▸ **Vorgegebener Text**:
Gute Freunde meinen es nicht so

Von wegen „Urenkel des Nihilismus“! Süchtig nach Zuordnung sind alle in Roger Vontobels Inszenierung von „Spieltrieb“, nach dem Roman von Juli Zeh, am Hamburger Schauspielhaus. Und leiden, wie seit je im Pubertätsdrama, unter Langeweile

VON SIMONE KAEMPF

Erpressung in der Turnhalle – das sieht zunächst nicht viel anders aus als der Sportunterricht in der letzten Stunde. Hinterher wird geduscht, und der Lehrer knipst in der Turnhalle das Licht aus, wenn der Letzte mit handtuchfeuchtem Haar und schwerer Sporttasche wieder abzieht. Der Lehrer, das ist Smutek (Marco Albrecht), der auf der Turnmatte von Ada (Jana Simon) verführt wird. Alev (Max Mayer) filmt die Sexspiele, und so viel Material haben die beiden Schüler in der Hand, dass sie mit sportiver Bedenkenlosigkeit Geld oder gute Noten erpressen können. Aber das ist mehr ein angenehmer Nebeneffekt in diesem Schülerspiel, das keinen erklärbaren Motiven folgt. „Es gibt keine Gründe“, sagt Alev, „die menschliche Entscheidung ist nichts weiter als ein vortreffliches Spiel.“

Einerseits ist der Lehrer Smutek jetzt Mitspieler, andererseits ist er der Spielverderber, der plötzlich anderen Regeln gehorcht. Mit jedem neuen Erpressungsversuch zerfallen seine alten Gefühle, um sich an einem neuen Objekt zu schärfen: an Ada. Aus Geschlechtsverkehr wird Zuneigung, gar Liebe, die er im Spiel ausleben kann, das nicht mehr enden darf. So schnell wendet sich also das Blatt. Natürlich ist es auch nicht fair vom Lehrer, mit solchem emotionalen Überlauf das rationale Spielmodell der neunmalschlauen Schüler außer Kraft zu setzen.

▸ **Aufgabe**: Wer spielt laut dem Text den Lehrer Smutek? Die Einträge haben mit dem Text nichts zu tun.

Einträge der Sammlung
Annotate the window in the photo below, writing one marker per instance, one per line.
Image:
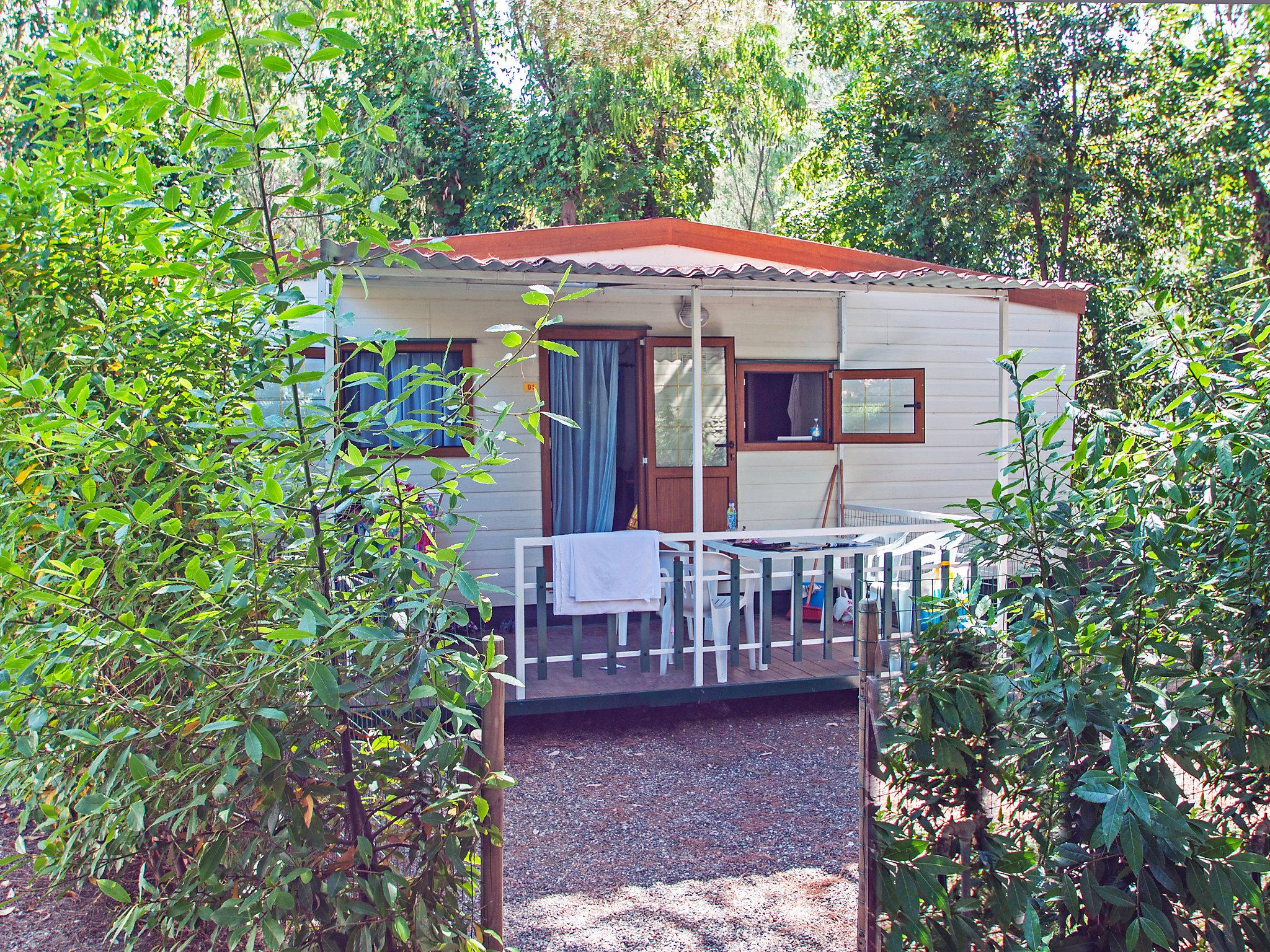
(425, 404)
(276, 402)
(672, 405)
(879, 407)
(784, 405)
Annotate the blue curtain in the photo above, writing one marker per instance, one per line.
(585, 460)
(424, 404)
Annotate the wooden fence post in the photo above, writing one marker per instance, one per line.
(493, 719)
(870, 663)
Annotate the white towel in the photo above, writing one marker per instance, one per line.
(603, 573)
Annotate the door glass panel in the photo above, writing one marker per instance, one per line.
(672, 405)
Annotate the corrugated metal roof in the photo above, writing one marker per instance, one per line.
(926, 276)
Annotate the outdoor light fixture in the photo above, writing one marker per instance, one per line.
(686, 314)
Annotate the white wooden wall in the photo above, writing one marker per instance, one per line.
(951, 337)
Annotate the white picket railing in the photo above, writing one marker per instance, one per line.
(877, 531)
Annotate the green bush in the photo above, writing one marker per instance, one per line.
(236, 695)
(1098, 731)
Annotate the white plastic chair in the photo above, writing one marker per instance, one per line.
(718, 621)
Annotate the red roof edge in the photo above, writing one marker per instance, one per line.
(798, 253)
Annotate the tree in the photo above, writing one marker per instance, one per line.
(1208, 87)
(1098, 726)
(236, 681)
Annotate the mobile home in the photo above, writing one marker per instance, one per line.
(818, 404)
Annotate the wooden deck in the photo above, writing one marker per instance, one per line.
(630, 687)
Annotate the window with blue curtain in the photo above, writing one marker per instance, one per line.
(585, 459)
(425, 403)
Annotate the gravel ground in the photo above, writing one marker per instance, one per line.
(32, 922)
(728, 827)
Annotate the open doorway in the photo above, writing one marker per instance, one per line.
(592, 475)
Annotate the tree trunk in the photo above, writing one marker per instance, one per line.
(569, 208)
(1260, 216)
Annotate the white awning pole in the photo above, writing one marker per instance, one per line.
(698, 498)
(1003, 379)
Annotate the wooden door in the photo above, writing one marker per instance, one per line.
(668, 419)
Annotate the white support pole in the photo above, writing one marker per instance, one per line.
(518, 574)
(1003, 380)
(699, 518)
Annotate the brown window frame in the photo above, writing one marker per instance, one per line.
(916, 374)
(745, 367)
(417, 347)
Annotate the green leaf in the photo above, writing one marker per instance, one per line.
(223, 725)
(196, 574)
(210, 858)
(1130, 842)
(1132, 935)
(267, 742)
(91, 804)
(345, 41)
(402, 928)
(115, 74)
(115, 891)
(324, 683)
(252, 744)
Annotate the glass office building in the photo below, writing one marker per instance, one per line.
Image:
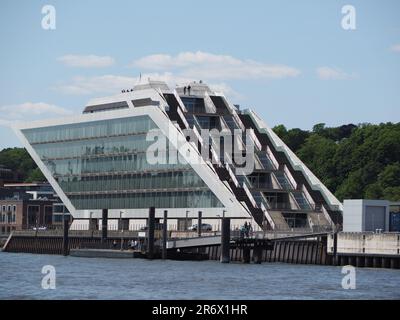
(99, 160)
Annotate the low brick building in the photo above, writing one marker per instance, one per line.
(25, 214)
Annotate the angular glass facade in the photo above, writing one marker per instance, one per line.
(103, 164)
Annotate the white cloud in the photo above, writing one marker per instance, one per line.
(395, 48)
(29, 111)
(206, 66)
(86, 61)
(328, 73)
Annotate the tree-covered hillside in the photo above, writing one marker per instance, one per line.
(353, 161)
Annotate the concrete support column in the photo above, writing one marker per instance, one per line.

▸ **Antwort**: Marco Albrecht spielt den Lehrer Smutek.